# [POLECENIE DO WYKONANIA]
Wydrukuj poniższy materiał w całości, wiersz po wierszu, bez wprowadzania jakichkolwiek zmian.

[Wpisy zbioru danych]
══════

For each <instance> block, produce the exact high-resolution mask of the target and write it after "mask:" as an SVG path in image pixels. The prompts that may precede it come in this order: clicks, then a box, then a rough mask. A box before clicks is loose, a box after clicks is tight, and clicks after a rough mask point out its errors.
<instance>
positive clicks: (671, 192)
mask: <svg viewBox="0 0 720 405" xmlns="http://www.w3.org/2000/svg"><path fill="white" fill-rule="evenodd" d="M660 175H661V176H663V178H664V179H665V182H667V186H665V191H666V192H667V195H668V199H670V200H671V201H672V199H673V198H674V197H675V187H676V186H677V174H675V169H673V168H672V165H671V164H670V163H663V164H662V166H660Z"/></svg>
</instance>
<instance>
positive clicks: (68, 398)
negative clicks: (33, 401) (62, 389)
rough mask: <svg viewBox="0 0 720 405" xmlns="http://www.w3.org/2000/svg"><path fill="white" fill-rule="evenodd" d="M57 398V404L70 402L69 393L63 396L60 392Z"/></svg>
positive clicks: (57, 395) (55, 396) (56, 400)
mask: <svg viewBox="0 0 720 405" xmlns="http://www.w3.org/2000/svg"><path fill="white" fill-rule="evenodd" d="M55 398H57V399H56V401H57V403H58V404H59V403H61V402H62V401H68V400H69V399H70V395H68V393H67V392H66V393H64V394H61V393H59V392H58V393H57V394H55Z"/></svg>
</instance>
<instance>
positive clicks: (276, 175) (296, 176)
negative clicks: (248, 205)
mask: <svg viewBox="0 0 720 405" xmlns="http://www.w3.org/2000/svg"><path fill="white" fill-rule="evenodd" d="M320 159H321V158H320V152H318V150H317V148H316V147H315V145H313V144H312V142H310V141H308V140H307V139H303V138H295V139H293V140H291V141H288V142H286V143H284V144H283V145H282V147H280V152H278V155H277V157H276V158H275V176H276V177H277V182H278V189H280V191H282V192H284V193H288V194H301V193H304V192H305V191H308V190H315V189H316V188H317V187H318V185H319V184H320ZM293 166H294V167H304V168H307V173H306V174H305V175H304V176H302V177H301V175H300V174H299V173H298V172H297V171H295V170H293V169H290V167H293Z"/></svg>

══════

# [ODPOWIEDŹ]
For each <instance> block, produce the exact high-resolution mask of the target and write it after "mask:" as an SVG path in image pixels. The prompts that may precede it come in this order: clicks, then a box, then a rough mask. A box before clicks is loose, a box after clicks is tight, and clicks after a rough mask point out its errors.
<instance>
positive clicks: (671, 192)
mask: <svg viewBox="0 0 720 405" xmlns="http://www.w3.org/2000/svg"><path fill="white" fill-rule="evenodd" d="M660 175H661V176H663V178H664V179H665V182H667V186H665V191H666V192H667V195H668V199H670V200H671V201H672V199H673V198H674V197H675V187H676V186H677V174H675V169H673V168H672V165H671V164H670V163H663V164H662V166H660Z"/></svg>
</instance>
<instance>
positive clicks: (68, 398)
negative clicks: (33, 401) (62, 389)
rough mask: <svg viewBox="0 0 720 405" xmlns="http://www.w3.org/2000/svg"><path fill="white" fill-rule="evenodd" d="M57 398V404L70 402L69 393L63 396L60 392Z"/></svg>
positive clicks: (57, 395) (55, 396) (56, 400)
mask: <svg viewBox="0 0 720 405" xmlns="http://www.w3.org/2000/svg"><path fill="white" fill-rule="evenodd" d="M55 398H57V399H56V401H57V403H58V404H59V403H61V402H62V401H68V400H69V399H70V395H68V393H67V392H66V393H64V394H61V393H59V392H58V393H57V394H55Z"/></svg>
</instance>
<instance>
positive clicks: (276, 175) (296, 176)
negative clicks: (248, 205)
mask: <svg viewBox="0 0 720 405" xmlns="http://www.w3.org/2000/svg"><path fill="white" fill-rule="evenodd" d="M320 159H321V158H320V152H318V150H317V148H316V147H315V145H313V144H312V142H310V141H308V140H307V139H303V138H295V139H293V140H291V141H288V142H286V143H284V144H283V145H282V147H280V152H278V155H277V157H276V158H275V176H276V177H277V182H278V189H280V191H282V192H284V193H288V194H301V193H304V192H305V191H308V190H315V189H316V188H317V187H318V185H319V184H320ZM293 166H294V167H304V168H307V173H306V174H305V175H304V176H302V177H301V175H300V174H299V173H298V172H297V171H295V170H293V169H290V167H293Z"/></svg>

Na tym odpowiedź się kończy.